- _Document_
::::::::
# Name the Militia Areas and Districts (1948-1991) please!



## Michael Dorosh (22 Feb 2004)

The Military District system ended in 1948.

The four Land Force Areas came into being 1 September 1991.

(If I‘m wrong on that, please correct me!)

What came in between?

I know that I served in Southern Alberta Militia District of Prairie Militia Area in 1988 when I did my basic. According to DEFENCE 1976 there were 21 districts in 5 areas.

I know that SAMD and NAMD were amalgamated at some point to create ALBERTA MILITIA DISTRICT. Can anyone tell me when?

And what were the 5 areas and 21 districts?

I recall Prairie Militia Area, which has Southern Alberta Militia District and Northern Alberta Militia District. I seem to recall that the Lake Sups were part of our Area but can‘t remember their district name. Lakehead?

Pacific Militia Area rings a bell also. What were the other three? (Atlantic, Central, Quebec?)

ISTR a Saskatchewan Militia District also?


----------



## Spr.Earl (22 Feb 2004)

Mike when I joined in 76 it was Mil.Pac. Area
which encompassed all of B.C.,Army wise.
That even included Reg.‘s Re.;C.F.B. Chilliwack,1 C.E.R. etc.
Jericho was the H.Q. at the time for Mil.Pac.
Now it‘s 39 Brig. which is still all of B.C., of what we have. But no Reg.Unit‘s.

P.S.Mil.Pac.= Military Area Pacific.
If my owld brain remember‘s right.


----------



## Michael Dorosh (22 Feb 2004)

http://www.agsci.ubc.ca/history/faculty_staff_bio/george_eaton.htm 

I thought your brain was going, because we called it Prairie Militia Area, however, the page above also refers to "Militia Area Pacific".

How odd!


----------



## Spr.Earl (22 Feb 2004)

> Originally posted by Michael Dorosh:
> [qb]  http://www.agsci.ubc.ca/history/faculty_staff_bio/george_eaton.htm
> 
> I thought your brain was going, because we called it Prairie Militia Area, however, the page above also refers to "Militia Area Pacific".
> ...


Mike, it‘s not so odd because we have change‘s happening every day.   
Just to keep people employed me think‘s.


----------



## Gunner (22 Feb 2004)

Michael,

Pacific Militia Area had at least two Militia Districts, possibly three. Victoria Militia District, Vancouver Militia District and possibly another District for the interior units.

Prairie Militia Area had five that I recall. Southern and Northern Militia District (almalgamation in 1991?), Saskatchewan Milita District, Manitoba Militia District, and Lakehead Militia District.  It was headquartered out of Winnipeg.
::::::::
- _What to work on_
1. Extract the thread word for word from "Prairie Militia Area had" to "out of Winnipeg.".
2. Answer these questions using the thread:
(a) On what date did the four Land Force Areas come into being?
(b) What was the headquarters for Mil.Pac. when Spr.Earl joined in 76?
(c) Out of which city was Prairie Militia Area headquartered?
The listing that comes next has no role in this exercise.

- _Recorded information_
::::::::
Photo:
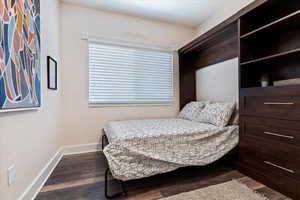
::::::::
- _Results in order_
1.
Prairie Militia Area had five that I recall. Southern and Northern Militia District (almalgamation in 1991?), Saskatchewan Milita District, Manitoba Militia District, and Lakehead Militia District.  It was headquartered out of Winnipeg.

2.
(a) 1 September 1991
(b) Jericho
(c) Winnipeg